■ **What to produce**
Go through the listing and write out all of it exactly.

(begin)

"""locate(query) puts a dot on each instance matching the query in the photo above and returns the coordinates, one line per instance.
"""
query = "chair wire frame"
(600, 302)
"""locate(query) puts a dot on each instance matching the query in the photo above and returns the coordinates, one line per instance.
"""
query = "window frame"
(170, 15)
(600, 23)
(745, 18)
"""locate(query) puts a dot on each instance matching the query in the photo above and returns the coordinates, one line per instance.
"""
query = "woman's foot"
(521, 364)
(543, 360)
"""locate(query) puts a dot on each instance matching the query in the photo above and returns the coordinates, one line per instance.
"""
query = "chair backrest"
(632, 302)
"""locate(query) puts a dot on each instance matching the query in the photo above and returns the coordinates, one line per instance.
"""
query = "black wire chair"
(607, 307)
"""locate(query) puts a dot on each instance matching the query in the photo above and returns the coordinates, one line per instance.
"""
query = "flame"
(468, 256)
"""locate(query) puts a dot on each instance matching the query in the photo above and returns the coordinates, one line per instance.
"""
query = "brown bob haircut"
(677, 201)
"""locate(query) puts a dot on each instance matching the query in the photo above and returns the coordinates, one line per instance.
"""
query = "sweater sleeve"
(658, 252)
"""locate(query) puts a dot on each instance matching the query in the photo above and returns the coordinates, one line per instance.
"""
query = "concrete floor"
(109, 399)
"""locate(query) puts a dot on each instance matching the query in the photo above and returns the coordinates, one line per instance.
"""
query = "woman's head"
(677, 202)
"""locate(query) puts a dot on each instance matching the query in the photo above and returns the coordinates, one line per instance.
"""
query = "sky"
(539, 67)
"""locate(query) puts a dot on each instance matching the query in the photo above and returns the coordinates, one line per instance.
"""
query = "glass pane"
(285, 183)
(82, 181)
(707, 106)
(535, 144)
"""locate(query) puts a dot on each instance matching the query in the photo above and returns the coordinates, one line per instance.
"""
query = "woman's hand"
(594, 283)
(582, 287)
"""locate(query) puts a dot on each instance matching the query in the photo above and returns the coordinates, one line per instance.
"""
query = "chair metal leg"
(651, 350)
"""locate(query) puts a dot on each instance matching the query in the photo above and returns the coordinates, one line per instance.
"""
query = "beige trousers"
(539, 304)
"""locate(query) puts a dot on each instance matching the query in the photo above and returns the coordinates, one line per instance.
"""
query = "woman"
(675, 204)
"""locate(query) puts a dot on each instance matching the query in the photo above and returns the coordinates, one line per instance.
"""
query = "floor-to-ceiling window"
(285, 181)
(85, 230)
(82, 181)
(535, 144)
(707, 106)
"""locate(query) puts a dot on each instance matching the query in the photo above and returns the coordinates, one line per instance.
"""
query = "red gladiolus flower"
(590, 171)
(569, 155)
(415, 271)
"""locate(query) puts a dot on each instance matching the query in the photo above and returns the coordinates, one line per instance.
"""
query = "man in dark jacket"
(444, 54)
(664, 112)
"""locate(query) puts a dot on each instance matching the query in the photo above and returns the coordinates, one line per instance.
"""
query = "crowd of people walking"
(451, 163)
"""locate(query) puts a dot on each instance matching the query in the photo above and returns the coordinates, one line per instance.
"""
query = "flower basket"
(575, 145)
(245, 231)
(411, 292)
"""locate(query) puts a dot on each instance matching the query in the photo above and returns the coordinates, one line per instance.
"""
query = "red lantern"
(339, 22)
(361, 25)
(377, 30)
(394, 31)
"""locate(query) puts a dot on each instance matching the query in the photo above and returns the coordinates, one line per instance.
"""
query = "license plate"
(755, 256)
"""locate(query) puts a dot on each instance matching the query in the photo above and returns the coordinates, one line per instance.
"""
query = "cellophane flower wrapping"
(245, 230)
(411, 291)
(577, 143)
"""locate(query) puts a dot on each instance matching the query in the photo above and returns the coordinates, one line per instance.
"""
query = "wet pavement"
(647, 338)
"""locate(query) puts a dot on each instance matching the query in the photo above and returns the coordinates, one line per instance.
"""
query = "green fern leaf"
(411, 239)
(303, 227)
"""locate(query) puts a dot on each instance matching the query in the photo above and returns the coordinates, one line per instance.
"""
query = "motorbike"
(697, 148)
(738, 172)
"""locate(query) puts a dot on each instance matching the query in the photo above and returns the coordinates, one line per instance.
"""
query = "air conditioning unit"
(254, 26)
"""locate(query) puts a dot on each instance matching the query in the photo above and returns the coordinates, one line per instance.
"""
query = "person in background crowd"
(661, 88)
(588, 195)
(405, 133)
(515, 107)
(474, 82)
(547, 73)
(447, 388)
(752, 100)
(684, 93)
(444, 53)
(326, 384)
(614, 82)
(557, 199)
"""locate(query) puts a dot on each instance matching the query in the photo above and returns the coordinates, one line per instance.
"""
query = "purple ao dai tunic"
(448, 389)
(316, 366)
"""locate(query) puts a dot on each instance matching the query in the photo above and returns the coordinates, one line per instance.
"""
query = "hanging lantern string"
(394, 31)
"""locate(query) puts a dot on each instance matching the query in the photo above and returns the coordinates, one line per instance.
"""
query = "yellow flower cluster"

(end)

■ **Solution for this problem**
"""locate(query) puts a dot on each instance matching the query in the photo above and returns the coordinates, one line per instance.
"""
query = "chair wire frame"
(600, 302)
"""locate(query) puts a dot on each instance matching the query in the photo above and returns the coordinates, one line per instance.
"""
query = "window frame"
(170, 15)
(600, 23)
(745, 18)
"""locate(query) puts a dot on each instance matching the query in the photo above and returns the coordinates, one line per instance.
"""
query = "woman's foot"
(521, 364)
(543, 360)
"""locate(query) puts a dot on each instance matching the query in the photo above and returns the coordinates, one line per instance.
"""
query = "chair backrest"
(632, 302)
"""locate(query) puts a dot on each instance matching the query in the photo above and returns the coordinates, one line per instance.
"""
query = "black wire chair"
(607, 307)
"""locate(query) puts a dot on each instance matching the query in the photo above and returns the coordinates, one line per instance.
"""
query = "flame"
(468, 256)
"""locate(query) puts a dot on each instance matching the query in the photo above and returns the coordinates, one line per instance.
"""
query = "brown bob haircut"
(677, 201)
"""locate(query) puts a dot on each instance matching the query in the photo above and returns the coordinates, one line per instance.
"""
query = "sweater sleeve"
(658, 252)
"""locate(query) puts a dot on each instance matching the query in the photo above and returns the coordinates, one line per instance.
"""
query = "concrete floor"
(109, 399)
"""locate(query) puts a dot on each instance matching the query in the photo above and returns the coordinates, one line per instance.
"""
query = "woman's head"
(677, 202)
"""locate(query) puts a dot on each instance matching the query in the photo above and returns the coordinates, one line per instance.
"""
query = "sky"
(539, 67)
"""locate(query) puts a dot on each instance matching the query in the photo above and returns the coordinates, one line per instance.
"""
query = "glass pane"
(285, 183)
(82, 181)
(707, 106)
(535, 144)
"""locate(query) puts a dot on each instance matching the query in the photo above and returns the coordinates, one line per instance.
"""
query = "woman's hand"
(594, 283)
(582, 287)
"""locate(query) puts a dot on each instance matching the query in the photo above and returns the coordinates, one line per instance.
"""
query = "chair metal leg"
(651, 350)
"""locate(query) puts a dot on each instance matching the query in the photo above and returns the coordinates, one line per instance.
"""
query = "beige trousers"
(539, 304)
"""locate(query) puts a dot on each instance matching the query in the photo above and returns the coordinates, one line per instance.
"""
query = "woman"
(675, 204)
"""locate(query) puts a dot on each instance matching the query in the photo above and returns the coordinates, one line per instance.
"""
query = "floor-to-ceiling window"
(285, 181)
(85, 230)
(82, 181)
(535, 144)
(707, 106)
"""locate(query) puts a dot on each instance matching the query in the photo above and returns the coordinates, one line per instance.
"""
query = "red gladiolus flower"
(590, 171)
(569, 155)
(415, 271)
"""locate(query) puts a dot on each instance matching the query in the photo above and returns the coordinates, one line per instance.
"""
query = "man in dark jacket"
(444, 54)
(664, 112)
"""locate(query) puts a dot on each instance matching the query in the photo above and returns the coordinates, one line per instance.
"""
query = "crowd of people walking"
(451, 163)
"""locate(query) puts a dot on each instance matching the query in the photo above and returns the coordinates, one line per instance.
"""
query = "flower basket"
(575, 145)
(245, 231)
(411, 292)
"""locate(query) puts a dot on each instance matching the query in the photo above and returns the coordinates, one line per instance.
"""
query = "red lantern"
(339, 22)
(361, 25)
(377, 30)
(394, 31)
"""locate(query) puts a dot on each instance matching the query in the photo above and returns the coordinates, one line per instance.
"""
query = "license plate"
(755, 256)
"""locate(query) puts a dot on each instance matching the query in the photo above and returns the coordinates, one line per instance.
"""
query = "cellophane flower wrapping"
(245, 230)
(411, 291)
(577, 143)
"""locate(query) puts a dot on each instance matching the query in the photo above and returns the coordinates, one line per instance.
"""
query = "wet pavement"
(647, 338)
"""locate(query) puts a dot on each instance matching the query in the photo above and returns the coordinates, one line per instance.
"""
query = "green fern leaf"
(411, 239)
(303, 227)
"""locate(query) puts a dot on each instance matching the query in the photo above and returns the coordinates, one line per instance.
"""
query = "motorbike"
(697, 148)
(738, 172)
"""locate(query) puts a dot on each instance matching the query in the photo above and returns the coordinates, one line per instance.
"""
query = "air conditioning unit"
(254, 26)
"""locate(query) puts a dot on each instance matching the query in the photo above and returns the coordinates, one line per instance.
"""
query = "person in background crowd"
(661, 88)
(588, 195)
(405, 133)
(515, 107)
(474, 82)
(547, 73)
(447, 388)
(752, 100)
(684, 93)
(444, 53)
(326, 384)
(614, 82)
(557, 199)
"""locate(query) puts a dot on each instance matching the query in the photo above and returns the coordinates, one line per instance.
"""
query = "purple ao dai tunic"
(448, 389)
(316, 366)
"""locate(query) puts a dot on each instance matching the query in the photo above and returns the coordinates, one line per instance.
"""
query = "hanging lantern string"
(394, 31)
"""locate(query) puts a dot on each instance matching the query in the photo above and returns the coordinates, one line per instance.
"""
query = "yellow flower cluster"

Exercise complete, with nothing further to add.